> **What is needed**
Could you rewrite all the lines below, requests included, increasing every bounding box coordinate in the answers by 128?

-- start --

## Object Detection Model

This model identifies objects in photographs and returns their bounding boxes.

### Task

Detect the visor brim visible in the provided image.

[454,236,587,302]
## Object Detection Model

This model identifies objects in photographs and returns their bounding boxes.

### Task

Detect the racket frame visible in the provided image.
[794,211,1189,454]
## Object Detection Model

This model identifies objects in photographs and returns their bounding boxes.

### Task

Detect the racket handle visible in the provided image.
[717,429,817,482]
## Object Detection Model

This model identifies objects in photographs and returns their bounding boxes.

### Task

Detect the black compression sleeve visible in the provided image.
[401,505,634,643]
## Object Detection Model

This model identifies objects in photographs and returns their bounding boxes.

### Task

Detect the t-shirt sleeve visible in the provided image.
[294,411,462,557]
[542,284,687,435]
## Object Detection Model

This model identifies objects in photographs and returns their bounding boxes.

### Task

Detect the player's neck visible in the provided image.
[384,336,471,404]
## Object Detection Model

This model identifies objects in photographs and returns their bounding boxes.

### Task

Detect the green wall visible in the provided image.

-- end --

> **Full solution**
## Object Detection Model

This model identifies objects in photographs and returns their bounding boxes.

### Task

Detect the visor brim visible in the provided image.

[582,364,715,430]
## Object Detection Model

This model identifies objects in photographs and returns their bounding boxes.

### Task

Detect the racket frame visible in the provided image.
[922,339,1317,582]
## Object Detection Model

This model identifies objects in photographs and returns their bounding boxes.

### Task

Detect the racket handle visible in the provided image.
[845,557,945,610]
## Object Detection Model

This model identifies objects in photographs and returns their bounding boxes.

### Task

Detect the black compression sleeve visible in the provided image.
[529,633,762,771]
## Object Detection Model

This model identifies objects in photographs and returns their bounding boxes.

### Task

Detect the t-shirt sleeve visible in the provided image.
[422,539,590,685]
[670,412,815,563]
## Object Detection Model

This model identifies objects in photographs and returns their bounding boxes.

### Task

Detect the player's neck visible in the provided image.
[512,464,599,532]
## Object Detection Model

This model identifies objects in photographs and returns their bounding boxes.

### Task

Detect the green wall visible in the provided image.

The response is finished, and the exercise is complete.